[[ Document segment open ]]
My team wrestled with this complex data set for more than a year and determined that some key takeaways from this figure are...
1. All perspectives emphasize JUDGMENT as a core character strength.
2. Community members emphasize some character strengths that receive little emphasis in the profession’s perspective, like humility and fairness.
3. Shown in red, there are several character strengths empirically associated with well-being in private life are not at all emphasized in the profession’s perspective, or community members’ perspective: creativity, awe and perspective.
Step #2: Design/Develop
STORY SLAMS | A CREATIVE SOLUTION
Step #3: Design/Develop
MINIMUM VIABLE PRODUCT (MVP)
[[ Document segment closed ]]
[[ Extracted records open ]]
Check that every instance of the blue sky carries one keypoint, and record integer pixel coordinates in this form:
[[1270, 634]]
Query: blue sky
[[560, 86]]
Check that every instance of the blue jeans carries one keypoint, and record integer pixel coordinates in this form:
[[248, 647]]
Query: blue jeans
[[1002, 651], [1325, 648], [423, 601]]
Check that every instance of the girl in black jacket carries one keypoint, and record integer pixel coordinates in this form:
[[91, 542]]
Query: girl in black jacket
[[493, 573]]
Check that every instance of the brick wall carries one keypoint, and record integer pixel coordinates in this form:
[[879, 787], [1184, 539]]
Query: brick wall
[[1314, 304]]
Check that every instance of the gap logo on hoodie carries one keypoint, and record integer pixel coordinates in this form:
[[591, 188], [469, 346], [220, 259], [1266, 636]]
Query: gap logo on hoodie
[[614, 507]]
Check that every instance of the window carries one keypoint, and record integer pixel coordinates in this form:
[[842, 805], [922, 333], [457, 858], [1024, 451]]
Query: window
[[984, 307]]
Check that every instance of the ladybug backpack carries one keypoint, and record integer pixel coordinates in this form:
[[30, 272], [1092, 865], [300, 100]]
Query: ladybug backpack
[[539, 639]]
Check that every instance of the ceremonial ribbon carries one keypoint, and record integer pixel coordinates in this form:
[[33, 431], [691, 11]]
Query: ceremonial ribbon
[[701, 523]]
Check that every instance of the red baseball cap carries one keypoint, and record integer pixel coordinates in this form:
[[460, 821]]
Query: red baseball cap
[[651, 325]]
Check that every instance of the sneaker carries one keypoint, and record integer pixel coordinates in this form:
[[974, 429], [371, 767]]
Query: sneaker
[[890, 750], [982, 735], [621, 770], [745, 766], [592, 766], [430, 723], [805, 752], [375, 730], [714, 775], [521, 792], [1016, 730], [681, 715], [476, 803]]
[[ Extracted records closed ]]
Reproduce the section of the character strengths text that opens with "3. Shown in" and closes with "VIABLE PRODUCT (MVP)", substituting "curiosity" for "creativity".

(Exercise response)
3. Shown in red, there are several character strengths empirically associated with well-being in private life are not at all emphasized in the profession’s perspective, or community members’ perspective: curiosity, awe and perspective.
Step #2: Design/Develop
STORY SLAMS | A CREATIVE SOLUTION
Step #3: Design/Develop
MINIMUM VIABLE PRODUCT (MVP)